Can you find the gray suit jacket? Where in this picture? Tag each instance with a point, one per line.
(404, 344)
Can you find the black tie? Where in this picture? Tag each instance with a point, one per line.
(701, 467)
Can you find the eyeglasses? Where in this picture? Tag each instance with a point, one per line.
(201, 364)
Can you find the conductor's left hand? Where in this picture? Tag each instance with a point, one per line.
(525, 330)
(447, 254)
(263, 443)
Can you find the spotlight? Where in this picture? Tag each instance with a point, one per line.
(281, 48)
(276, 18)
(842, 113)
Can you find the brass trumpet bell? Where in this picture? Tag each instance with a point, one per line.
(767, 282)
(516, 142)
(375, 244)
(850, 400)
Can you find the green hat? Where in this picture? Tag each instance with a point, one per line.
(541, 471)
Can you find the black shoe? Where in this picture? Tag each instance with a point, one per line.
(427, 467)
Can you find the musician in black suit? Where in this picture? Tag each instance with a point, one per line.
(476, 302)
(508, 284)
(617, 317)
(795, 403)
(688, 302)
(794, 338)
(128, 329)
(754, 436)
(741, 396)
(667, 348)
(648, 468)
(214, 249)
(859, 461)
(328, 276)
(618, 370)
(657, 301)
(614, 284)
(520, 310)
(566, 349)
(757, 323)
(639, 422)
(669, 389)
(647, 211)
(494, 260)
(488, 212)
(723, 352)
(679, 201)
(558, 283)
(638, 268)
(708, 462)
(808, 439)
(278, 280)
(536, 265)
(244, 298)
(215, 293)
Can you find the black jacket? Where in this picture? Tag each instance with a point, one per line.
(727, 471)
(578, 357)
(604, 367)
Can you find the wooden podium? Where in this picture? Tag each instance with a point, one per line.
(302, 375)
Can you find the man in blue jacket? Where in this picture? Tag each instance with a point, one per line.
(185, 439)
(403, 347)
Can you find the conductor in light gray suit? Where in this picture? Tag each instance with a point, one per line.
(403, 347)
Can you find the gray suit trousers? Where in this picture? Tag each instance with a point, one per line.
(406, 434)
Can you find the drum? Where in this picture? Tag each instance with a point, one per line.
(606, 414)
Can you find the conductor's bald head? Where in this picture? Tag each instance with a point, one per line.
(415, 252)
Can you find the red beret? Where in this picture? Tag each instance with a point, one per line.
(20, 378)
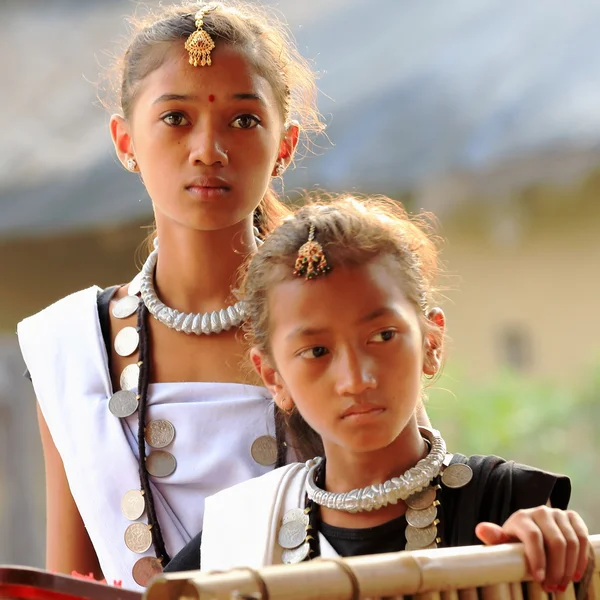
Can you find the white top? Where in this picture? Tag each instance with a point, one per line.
(242, 523)
(215, 424)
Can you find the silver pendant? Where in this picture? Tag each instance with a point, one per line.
(159, 433)
(421, 518)
(160, 463)
(135, 285)
(127, 341)
(457, 475)
(133, 505)
(264, 450)
(125, 307)
(422, 499)
(130, 377)
(292, 534)
(295, 514)
(138, 537)
(420, 537)
(123, 404)
(295, 555)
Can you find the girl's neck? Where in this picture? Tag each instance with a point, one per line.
(347, 471)
(197, 270)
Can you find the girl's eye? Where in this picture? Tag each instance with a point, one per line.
(245, 122)
(384, 336)
(175, 120)
(316, 352)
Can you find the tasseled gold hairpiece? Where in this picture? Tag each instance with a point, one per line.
(311, 261)
(200, 44)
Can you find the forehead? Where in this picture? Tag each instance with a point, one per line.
(231, 72)
(346, 294)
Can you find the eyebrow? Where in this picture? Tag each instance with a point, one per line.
(191, 98)
(384, 311)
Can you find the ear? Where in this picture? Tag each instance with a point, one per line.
(434, 339)
(271, 379)
(121, 136)
(287, 147)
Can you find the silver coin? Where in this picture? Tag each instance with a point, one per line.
(135, 285)
(160, 463)
(457, 475)
(295, 555)
(422, 499)
(127, 341)
(123, 403)
(264, 450)
(292, 534)
(159, 433)
(410, 547)
(419, 537)
(421, 518)
(138, 537)
(125, 307)
(130, 377)
(295, 514)
(133, 505)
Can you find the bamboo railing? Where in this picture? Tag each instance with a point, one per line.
(466, 573)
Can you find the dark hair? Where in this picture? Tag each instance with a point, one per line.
(269, 46)
(353, 232)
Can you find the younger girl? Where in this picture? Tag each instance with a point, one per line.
(343, 326)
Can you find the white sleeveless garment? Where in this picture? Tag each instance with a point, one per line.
(215, 423)
(242, 523)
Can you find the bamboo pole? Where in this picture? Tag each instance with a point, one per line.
(425, 573)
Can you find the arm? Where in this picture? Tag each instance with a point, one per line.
(68, 546)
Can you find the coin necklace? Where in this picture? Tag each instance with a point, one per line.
(299, 532)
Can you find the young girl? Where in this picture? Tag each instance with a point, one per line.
(146, 403)
(340, 303)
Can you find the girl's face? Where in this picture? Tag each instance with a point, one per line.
(206, 139)
(348, 351)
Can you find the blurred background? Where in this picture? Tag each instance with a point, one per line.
(486, 112)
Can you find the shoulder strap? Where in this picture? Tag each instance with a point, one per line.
(241, 523)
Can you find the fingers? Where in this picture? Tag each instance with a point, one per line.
(522, 526)
(555, 544)
(582, 533)
(558, 544)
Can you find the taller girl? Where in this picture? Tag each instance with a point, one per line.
(146, 405)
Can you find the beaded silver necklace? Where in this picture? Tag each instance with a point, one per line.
(187, 322)
(374, 497)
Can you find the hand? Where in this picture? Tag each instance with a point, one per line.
(556, 543)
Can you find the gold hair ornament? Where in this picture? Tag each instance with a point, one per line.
(200, 44)
(311, 261)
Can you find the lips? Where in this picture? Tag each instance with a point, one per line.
(363, 409)
(208, 187)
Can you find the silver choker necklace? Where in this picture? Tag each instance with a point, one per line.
(198, 323)
(374, 497)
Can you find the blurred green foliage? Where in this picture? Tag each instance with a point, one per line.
(545, 425)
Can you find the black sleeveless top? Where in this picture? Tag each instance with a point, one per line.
(498, 489)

+ + + + +

About this exercise – Retype the lines above exactly, no pictures.

Answer to the exercise –
Can you find the gray suit jacket? Where in this picture? Tag each instance with a point, one per line.
(404, 344)
Can you find the black tie? Where in this picture? Tag each instance with a point, one per line.
(701, 467)
Can you find the eyeglasses? Where in this picture? Tag each instance with a point, one per line.
(201, 364)
Can you find the conductor's left hand? Where in this picture? Tag each instance with a point, one per line.
(525, 330)
(447, 254)
(263, 443)
Can you find the spotlight? Where in this picture? Tag each instance with a point, one per line.
(281, 48)
(276, 18)
(842, 113)
Can you find the brass trumpet bell? Where in this picture? Tag each instance with a point, one per line.
(767, 282)
(516, 142)
(375, 244)
(850, 400)
Can you find the green hat? Where in this picture? Tag each instance with a point, one per line.
(541, 471)
Can you find the black shoe? Where in this picture? Tag each instance with a point, one per line.
(427, 467)
Can you find the musician in black suit? Where in this picture? Tag each instance with a point, one per line.
(476, 302)
(508, 284)
(617, 317)
(795, 403)
(688, 302)
(794, 338)
(128, 329)
(754, 436)
(741, 396)
(667, 348)
(648, 468)
(214, 249)
(859, 461)
(328, 276)
(618, 370)
(657, 301)
(614, 284)
(520, 310)
(566, 349)
(757, 323)
(639, 422)
(669, 389)
(647, 211)
(494, 260)
(488, 212)
(723, 352)
(679, 201)
(558, 283)
(638, 268)
(708, 462)
(808, 439)
(278, 280)
(536, 265)
(244, 298)
(215, 293)
Can you find the black jacket? Where in this picture? Tag each instance with a point, one per line.
(727, 471)
(578, 357)
(604, 367)
Can you find the wooden podium? Where in this picture? Tag each instance with a point, one per line.
(302, 375)
Can you find the man in blue jacket? Where in this picture? Tag each instance with a point, one per line.
(185, 439)
(403, 347)
Can you find the conductor in light gray suit? Where in this picture? Tag each instance with a point, one per line.
(403, 347)
Can you find the gray suit trousers? Where in this picture? Tag each instance with a point, one per line.
(406, 434)
Can you find the drum? Where in this picture? Tag each instance with a point, one per line.
(606, 414)
Can you find the conductor's bald head? Where in this picture? Tag each instance with a point, one per line.
(415, 252)
Can you find the red beret? Where in this picture? Tag each instance with a point, one per line.
(20, 378)
Can you find the white top? Where in this picture? Tag each instance with a point, one per line.
(242, 523)
(215, 424)
Can you find the silver pendant? Where in this picture? Tag each instance with a point, one per line.
(159, 433)
(421, 518)
(160, 463)
(135, 285)
(127, 341)
(457, 475)
(133, 505)
(264, 450)
(125, 307)
(422, 499)
(130, 377)
(292, 534)
(295, 514)
(138, 537)
(420, 537)
(123, 404)
(295, 555)
Can you find the girl's neck? Where in this picture? Tag each instance with a point, one per line.
(347, 471)
(197, 270)
Can you find the girl's eye? Where in this picture? Tag each instance with a point, one per line.
(245, 122)
(384, 336)
(175, 120)
(316, 352)
Can you find the tasseled gold hairpiece? Where in this picture? Tag each instance with a point, one per line.
(311, 261)
(200, 44)
Can you find the forehead? Where in this picture? Tag each instance with a point, one per line.
(231, 72)
(346, 294)
Can you find the eyebrow? Where in this picture? Tag each instance with a point, one per line.
(191, 98)
(384, 311)
Can you find the ear? Where in this picture? Tag each instance with a point, one per line.
(434, 339)
(271, 379)
(121, 136)
(287, 147)
Can you find the silver coin? Where in this picture? Tag each instance with a point, one per line.
(135, 285)
(160, 463)
(457, 475)
(295, 555)
(422, 499)
(127, 341)
(123, 403)
(264, 450)
(292, 534)
(159, 433)
(410, 547)
(419, 537)
(421, 518)
(138, 537)
(125, 307)
(130, 377)
(295, 514)
(133, 505)
Can you find the bamboo railing? Where in this picture? Tag each instance with a point, one per line.
(466, 573)
Can you find the dark hair? Where in this picture? Tag each instance with a point, one per line.
(269, 46)
(353, 232)
Can you find the younger girl? Where in this picture? Tag each instance with a point, one per line.
(343, 326)
Can you find the white sleeveless garment? Where in this picture? Tag each instance with a point, one per line.
(215, 423)
(242, 523)
Can you find the bamboo pole? Where in this picture? Tag each instance with a point, one per line.
(425, 573)
Can you find the arm? Where in this picture? Tag each instance with a point, one per line.
(68, 546)
Can you find the coin necklace? Where in this picture? Tag each instance with a point, one per line.
(299, 532)
Can you find the young girl? Where in this picture? Tag each instance with a point, one per line.
(146, 403)
(340, 303)
Can you find the girl's face? Where in this picture? Tag each instance with a point, one per line.
(206, 139)
(348, 351)
Can you find the blurred background? Where in this picture? Tag each instance with a point, one per line.
(486, 112)
Can you find the shoulder strap? Where in this picture? Tag each instance with a point, one per line.
(241, 523)
Can you find the fingers? Where in this picture? Tag each instance with a point, one per line.
(522, 526)
(555, 544)
(582, 533)
(558, 544)
Can you find the taller girl? Where in this picture? Tag each instance with a point, one per line.
(146, 405)
Can you find the beaded silver necklace? Where in this picture? Tag each instance with a point, one per line.
(187, 322)
(374, 497)
Can you find the hand? Where in this picture? Tag each instance with a point, one per line.
(556, 543)
Can you find the gold hair ornament? Where in this picture? Tag each instance with a point, one per line.
(200, 44)
(311, 261)
Can you find the lips? Where in this picture? Tag each instance with a point, one per line.
(363, 409)
(208, 187)
Can you find the silver choker necklace? Where in this picture? Tag each instance with a point, one per line.
(198, 323)
(374, 497)
Can you find the blurred green foliage? Where in this picture? Tag each instance with a point, one per line.
(545, 425)
Can you find the black sleeveless top? Where in this picture? Tag each instance with a point, one per line.
(498, 489)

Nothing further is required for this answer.